* START Passage *

Skip to content

Python fixture parity for the 6-8 dead-baseline equivalence cases #215

@k-yoshimi

Description

@k-yoshimi

Background

#213 was resolved on 2026-05-26 by declaring equivalence tests Linux-canonical (see spec/policy at `docs/superpowers/specs/2026-05-26-linux-canonical-equiv-policy-design.md` and `docs/baseline-policy.md`). The original platform-keyed-baselines approach (per-platform `/-gcc/metrics.json`) was rejected because of two structural prerequisites that need to close first; this issue tracks one of them.

The gap

6-8 of 20 baselines under `test_run/baselines/` lack a corresponding Python fixture (`_params.py`) under `python//tests/fixtures/`. They are generated only by the standalone-Fortran-binary regen workflow (`test_run/run_tests.sh` → `*regress.dat` → `extract_metrics.py` → `metrics.json`). On Linux clavius the workflow works; on macOS the standalone binaries don't link (no graphics libs).

* END Passage *

• Tasks to carry out:
(a) According to the fixture-parity issue, on what date was #213 resolved?
(b) Quote the fixture-parity issue, everything from "Description" down to "(no graphics libs).".
(c) Extend the fixture-parity issue, picking up after its final sentence.
The listing plays no part in this work.

* START Given records *

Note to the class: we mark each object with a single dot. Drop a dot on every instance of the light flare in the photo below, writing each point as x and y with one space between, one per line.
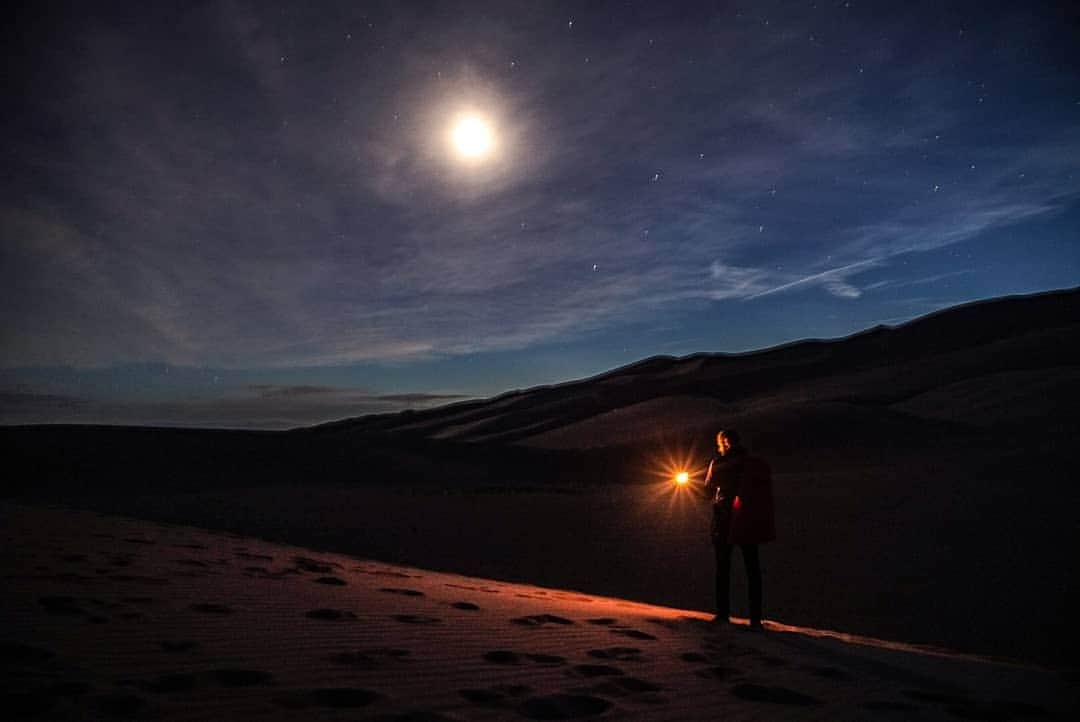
472 136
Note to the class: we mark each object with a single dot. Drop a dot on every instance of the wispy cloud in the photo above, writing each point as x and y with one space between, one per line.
283 198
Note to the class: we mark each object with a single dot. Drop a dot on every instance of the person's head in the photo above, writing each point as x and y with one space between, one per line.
726 440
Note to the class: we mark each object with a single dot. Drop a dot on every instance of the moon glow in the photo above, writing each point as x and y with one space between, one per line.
472 137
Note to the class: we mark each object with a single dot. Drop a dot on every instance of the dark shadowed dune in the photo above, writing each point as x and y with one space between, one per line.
926 478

* END Given records *

• Answers to the problems:
(a) 2026-05-26

(b)
Description

@k-yoshimi

Background

#213 was resolved on 2026-05-26 by declaring equivalence tests Linux-canonical (see spec/policy at `docs/superpowers/specs/2026-05-26-linux-canonical-equiv-policy-design.md` and `docs/baseline-policy.md`). The original platform-keyed-baselines approach (per-platform `/-gcc/metrics.json`) was rejected because of two structural prerequisites that need to close first; this issue tracks one of them.

The gap

6-8 of 20 baselines under `test_run/baselines/` lack a corresponding Python fixture (`_params.py`) under `python//tests/fixtures/`. They are generated only by the standalone-Fortran-binary regen workflow (`test_run/run_tests.sh` → `*regress.dat` → `extract_metrics.py` → `metrics.json`). On Linux clavius the workflow works; on macOS the standalone binaries don't link (no graphics libs).

(c)
Inventory (from develop @ 06b4055):

Module Baseline cases (committed) Python fixtures (`*_params.py`) Gap
eqlib iter01, jt60, tst2 iter01, tst2 eq_jt60
fplib dt1, iter01, jt60 dt1, iter01 fp_jt60
tilib ar, min, w ar, iter01 (orphan baseline-less) ti_min, ti_w
trlib iter01, m0904, tst2 iter01, tst2 tr_m0904
wrxlib demo, iter01, jt60 demo, iter01 wrx_jt60
totlib demo2014_short, ht6m_short demo2014, ht6m tot_*_short name-mismatch — needs resolution
wrlib iter_lhcd, test001, tst2_ec all 3 ✓ (none — full coverage)
eqlib + … ti_iter01 (orphan fixture — no baseline)

Total gap: ~6 missing fixtures + 1 orphan fixture + 1 name-mismatch resolution.

Why these cases are dead

They appear in `test_run/baselines/` but no `test_equivalence.py` exercises them via Python. Linux CI `pytest python/` whole-tree run at `python-tests.yml:323` never touches them. They're committed but unverified at the Python wrapper level (verified only by clavius regen runs).

Closing the gap

For each missing case, add `python//tests/fixtures/_params.py` with an `apply(<lib_instance>)` function that replays the namelist parameter set (transcribe from `test_run/inputs/.in` plus any `.{eqparm,trparm,...}` companion files). Then add the case to the module's `test_equivalence.py` `CASES` dict.

For `tot_*_short` name mismatch: decide whether the Python fixtures should be renamed to add `_short`, the baselines renamed to drop it, or whether they're truly different cases that need separate fixtures.

For `ti_iter01` orphan fixture: either generate a baseline for it (Linux clavius), or delete the fixture.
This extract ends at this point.